Name every song title that the Santa Maria Sun article below mentions.

• _Document text_:
▼

The following article was posted on February 19th, 2013, in the Santa Maria Sun - Volume 13, Issue 50 [ Submit a Story ]
The following articles were printed from Santa Maria Sun [santamariasun.com] - Volume 13, Issue 50

A breath of fresh air

Singer Russell Hitchcock talks about the music of yesterday and tomorrow

BY RYAN MILLER

Music acts have a difficult road to travel. Actually, when you’re a band like Air Supply—touring for about 130 to 150 shows a year—it’s more like scores of roads to travel.

Perhaps one of the biggest challenges popular musicians face is striking a balance between playing the hits that first generated adoring audiences and continuing to produce new material.


Awesome Aussies
Russell Hitchcock (left) and Graham Russell (right) bring their distinctive sound to the Central Coast for a Feb. 21 performance at Chumash Casino.
PHOTOS COURTESY OF LUCK MEDIA & MARKETING, INC.
Australian-born singer Russell Hitchcock—whose distinctive tenor narrates writer, singer, and guitarist Graham Russell’s songs about life and love—said their career was at an all-time high in the mid ’80s. Everyone knew their songs, from “Lost in Love,” to “All Out of Love,” to “Making Love Out of Nothing at All.”

Sense a pattern in those titles? The bewildering nature of the human heart is an endless source subject. But if perplexing love is an unchanging reality, the music industry is anything but.

▲

• _Information supplied_:

▼

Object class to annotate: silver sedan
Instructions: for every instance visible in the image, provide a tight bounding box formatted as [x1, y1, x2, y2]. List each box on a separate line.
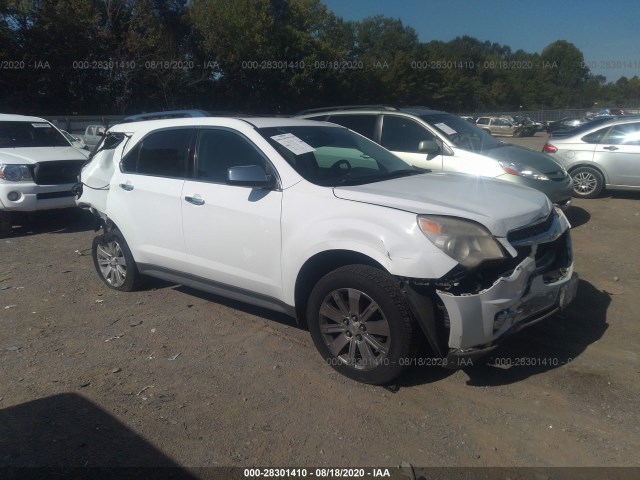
[543, 116, 640, 198]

▲

• _Exercise output_:
"Lost in Love"
"All Out of Love"
"Making Love Out of Nothing at All"